(Your instructions):
The lines to be set down run from the line containing "of the pendant" through the final line of the data below; print them exactly and print nothing else.

(Extracted records):
=-=-=-=-=

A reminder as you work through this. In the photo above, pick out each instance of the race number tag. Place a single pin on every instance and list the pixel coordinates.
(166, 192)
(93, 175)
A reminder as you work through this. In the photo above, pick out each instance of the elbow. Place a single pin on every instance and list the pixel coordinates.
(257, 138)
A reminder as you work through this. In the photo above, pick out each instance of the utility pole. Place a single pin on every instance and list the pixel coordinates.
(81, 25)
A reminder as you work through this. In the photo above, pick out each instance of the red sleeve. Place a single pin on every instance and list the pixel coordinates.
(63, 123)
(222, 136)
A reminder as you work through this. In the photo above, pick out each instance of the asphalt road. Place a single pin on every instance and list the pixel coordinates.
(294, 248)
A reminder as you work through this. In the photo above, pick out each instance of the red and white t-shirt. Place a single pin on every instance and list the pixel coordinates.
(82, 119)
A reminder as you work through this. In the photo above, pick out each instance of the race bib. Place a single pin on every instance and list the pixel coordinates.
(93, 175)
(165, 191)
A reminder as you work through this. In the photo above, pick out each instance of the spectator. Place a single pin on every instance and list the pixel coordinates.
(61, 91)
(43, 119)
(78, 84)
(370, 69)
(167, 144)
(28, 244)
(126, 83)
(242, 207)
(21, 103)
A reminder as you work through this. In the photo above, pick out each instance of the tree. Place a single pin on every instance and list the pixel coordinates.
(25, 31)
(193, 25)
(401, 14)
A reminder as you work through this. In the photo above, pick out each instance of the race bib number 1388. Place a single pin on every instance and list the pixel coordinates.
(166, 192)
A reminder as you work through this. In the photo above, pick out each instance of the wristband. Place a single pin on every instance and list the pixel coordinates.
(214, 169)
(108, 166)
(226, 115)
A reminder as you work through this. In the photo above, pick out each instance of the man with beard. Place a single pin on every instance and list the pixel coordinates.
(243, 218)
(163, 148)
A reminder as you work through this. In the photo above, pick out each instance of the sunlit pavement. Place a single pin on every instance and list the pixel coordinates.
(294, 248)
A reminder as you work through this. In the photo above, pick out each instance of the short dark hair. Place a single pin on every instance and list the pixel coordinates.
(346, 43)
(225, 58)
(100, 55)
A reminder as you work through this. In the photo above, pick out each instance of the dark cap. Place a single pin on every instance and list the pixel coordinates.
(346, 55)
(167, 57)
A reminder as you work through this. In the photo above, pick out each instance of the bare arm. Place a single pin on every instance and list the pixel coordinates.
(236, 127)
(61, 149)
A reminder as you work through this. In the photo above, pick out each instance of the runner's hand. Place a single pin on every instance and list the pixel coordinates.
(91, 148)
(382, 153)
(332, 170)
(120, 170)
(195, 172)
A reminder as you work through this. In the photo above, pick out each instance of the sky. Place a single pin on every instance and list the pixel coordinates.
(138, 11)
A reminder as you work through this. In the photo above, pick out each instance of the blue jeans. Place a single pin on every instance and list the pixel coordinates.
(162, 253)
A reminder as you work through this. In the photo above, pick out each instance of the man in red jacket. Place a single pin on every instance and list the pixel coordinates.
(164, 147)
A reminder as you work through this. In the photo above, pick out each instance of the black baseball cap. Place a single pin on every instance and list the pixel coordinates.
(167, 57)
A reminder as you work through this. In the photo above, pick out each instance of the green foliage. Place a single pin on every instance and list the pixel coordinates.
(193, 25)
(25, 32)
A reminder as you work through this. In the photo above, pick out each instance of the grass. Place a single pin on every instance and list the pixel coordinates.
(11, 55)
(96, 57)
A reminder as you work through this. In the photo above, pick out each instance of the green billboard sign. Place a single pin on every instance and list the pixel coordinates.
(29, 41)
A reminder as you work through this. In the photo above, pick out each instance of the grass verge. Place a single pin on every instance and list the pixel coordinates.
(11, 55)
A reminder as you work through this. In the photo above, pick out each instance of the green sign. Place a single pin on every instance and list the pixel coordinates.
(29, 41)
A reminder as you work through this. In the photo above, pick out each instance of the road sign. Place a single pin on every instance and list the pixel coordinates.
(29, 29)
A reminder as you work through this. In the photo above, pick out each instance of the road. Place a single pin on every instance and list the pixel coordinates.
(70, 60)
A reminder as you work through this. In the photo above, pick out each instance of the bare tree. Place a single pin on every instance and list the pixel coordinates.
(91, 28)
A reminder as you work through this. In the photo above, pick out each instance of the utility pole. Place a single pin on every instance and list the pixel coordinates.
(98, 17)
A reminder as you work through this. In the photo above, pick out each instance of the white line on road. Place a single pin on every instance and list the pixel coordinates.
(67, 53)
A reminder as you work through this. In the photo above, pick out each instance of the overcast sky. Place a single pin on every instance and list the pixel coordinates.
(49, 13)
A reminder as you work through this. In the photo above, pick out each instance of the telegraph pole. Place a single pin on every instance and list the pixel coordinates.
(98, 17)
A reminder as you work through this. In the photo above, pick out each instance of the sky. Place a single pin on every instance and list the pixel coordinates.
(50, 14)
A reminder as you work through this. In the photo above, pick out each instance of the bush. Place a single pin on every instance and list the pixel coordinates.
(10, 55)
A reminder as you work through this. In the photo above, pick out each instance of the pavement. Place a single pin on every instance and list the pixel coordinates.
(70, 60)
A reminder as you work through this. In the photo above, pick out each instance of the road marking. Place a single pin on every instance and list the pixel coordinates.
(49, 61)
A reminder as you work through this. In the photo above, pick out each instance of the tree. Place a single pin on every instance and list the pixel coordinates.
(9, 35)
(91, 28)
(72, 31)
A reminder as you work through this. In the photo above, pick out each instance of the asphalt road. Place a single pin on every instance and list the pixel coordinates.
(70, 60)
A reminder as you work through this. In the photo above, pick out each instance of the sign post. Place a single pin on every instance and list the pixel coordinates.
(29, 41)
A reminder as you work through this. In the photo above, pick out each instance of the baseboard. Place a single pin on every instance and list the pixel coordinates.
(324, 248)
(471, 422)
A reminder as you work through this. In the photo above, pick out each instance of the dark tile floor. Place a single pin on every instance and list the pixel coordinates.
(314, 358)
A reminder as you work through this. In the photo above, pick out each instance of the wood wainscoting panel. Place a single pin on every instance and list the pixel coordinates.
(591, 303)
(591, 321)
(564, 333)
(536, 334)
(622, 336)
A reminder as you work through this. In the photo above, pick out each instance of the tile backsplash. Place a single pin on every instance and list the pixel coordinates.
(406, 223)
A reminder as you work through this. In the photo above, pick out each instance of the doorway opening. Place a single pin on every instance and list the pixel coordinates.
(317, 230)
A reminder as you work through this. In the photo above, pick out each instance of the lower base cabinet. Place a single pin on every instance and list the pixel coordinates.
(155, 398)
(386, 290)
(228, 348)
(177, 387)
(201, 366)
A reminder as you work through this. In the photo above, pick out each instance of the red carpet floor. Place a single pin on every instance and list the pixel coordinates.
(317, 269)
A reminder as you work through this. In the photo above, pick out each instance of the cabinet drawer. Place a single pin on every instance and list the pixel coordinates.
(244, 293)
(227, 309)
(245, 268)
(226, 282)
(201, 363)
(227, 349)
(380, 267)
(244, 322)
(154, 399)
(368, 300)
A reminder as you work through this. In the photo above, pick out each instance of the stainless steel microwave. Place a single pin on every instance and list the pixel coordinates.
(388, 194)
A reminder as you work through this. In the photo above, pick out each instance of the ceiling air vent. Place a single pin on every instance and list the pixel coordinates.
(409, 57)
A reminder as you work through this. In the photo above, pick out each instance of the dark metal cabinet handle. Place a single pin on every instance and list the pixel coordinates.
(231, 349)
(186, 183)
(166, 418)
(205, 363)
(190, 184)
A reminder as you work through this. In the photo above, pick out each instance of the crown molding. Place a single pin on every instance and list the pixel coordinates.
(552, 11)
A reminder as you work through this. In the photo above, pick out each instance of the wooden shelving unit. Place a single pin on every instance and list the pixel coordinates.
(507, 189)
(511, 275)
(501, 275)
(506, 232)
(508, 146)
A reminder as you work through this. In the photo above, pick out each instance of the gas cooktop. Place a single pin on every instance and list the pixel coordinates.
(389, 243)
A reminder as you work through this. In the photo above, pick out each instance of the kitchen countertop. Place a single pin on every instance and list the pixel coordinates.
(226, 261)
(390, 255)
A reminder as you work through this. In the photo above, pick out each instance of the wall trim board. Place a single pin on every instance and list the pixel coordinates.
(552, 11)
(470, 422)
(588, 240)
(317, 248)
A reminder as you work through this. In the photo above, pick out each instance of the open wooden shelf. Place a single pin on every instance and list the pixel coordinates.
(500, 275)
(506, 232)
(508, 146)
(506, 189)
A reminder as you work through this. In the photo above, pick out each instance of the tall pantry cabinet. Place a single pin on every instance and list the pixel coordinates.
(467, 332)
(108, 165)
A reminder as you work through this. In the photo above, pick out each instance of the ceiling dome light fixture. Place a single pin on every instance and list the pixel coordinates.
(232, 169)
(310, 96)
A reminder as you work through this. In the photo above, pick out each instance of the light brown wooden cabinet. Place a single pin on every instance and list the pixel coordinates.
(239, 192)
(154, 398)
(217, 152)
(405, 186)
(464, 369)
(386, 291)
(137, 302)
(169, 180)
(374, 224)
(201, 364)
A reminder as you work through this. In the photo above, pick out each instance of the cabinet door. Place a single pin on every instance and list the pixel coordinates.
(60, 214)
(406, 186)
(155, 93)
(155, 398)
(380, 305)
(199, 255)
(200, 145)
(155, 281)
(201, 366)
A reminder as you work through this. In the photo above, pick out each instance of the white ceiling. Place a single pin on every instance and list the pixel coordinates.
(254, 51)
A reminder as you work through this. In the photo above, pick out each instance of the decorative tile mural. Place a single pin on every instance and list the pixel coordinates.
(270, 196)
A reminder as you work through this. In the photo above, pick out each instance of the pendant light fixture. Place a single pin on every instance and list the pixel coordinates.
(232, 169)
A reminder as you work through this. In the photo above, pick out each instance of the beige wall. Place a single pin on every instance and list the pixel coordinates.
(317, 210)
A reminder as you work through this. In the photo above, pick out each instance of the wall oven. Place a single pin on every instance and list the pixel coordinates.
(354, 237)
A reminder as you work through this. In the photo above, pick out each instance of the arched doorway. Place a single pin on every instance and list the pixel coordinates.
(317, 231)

=-=-=-=-=

(Answer to the problem):
A reminder as you work through this. In the photo above, pick out each instance of the pendant light fixture. Place a single pin on every instance and list the pixel coordinates.
(232, 169)
A reminder as you work through this. In the photo above, pick out each instance of the beige wall. Place a single pin on every instance and list the pixel coordinates.
(317, 210)
A reminder as you work through this. In the photo above, pick out each instance of the wall oven. Place a single pin on every instance and list the pixel coordinates.
(354, 237)
A reminder as you work through this. In the photo above, pick out each instance of the arched doorway. Place a single pin on every instance and list the pixel coordinates.
(317, 231)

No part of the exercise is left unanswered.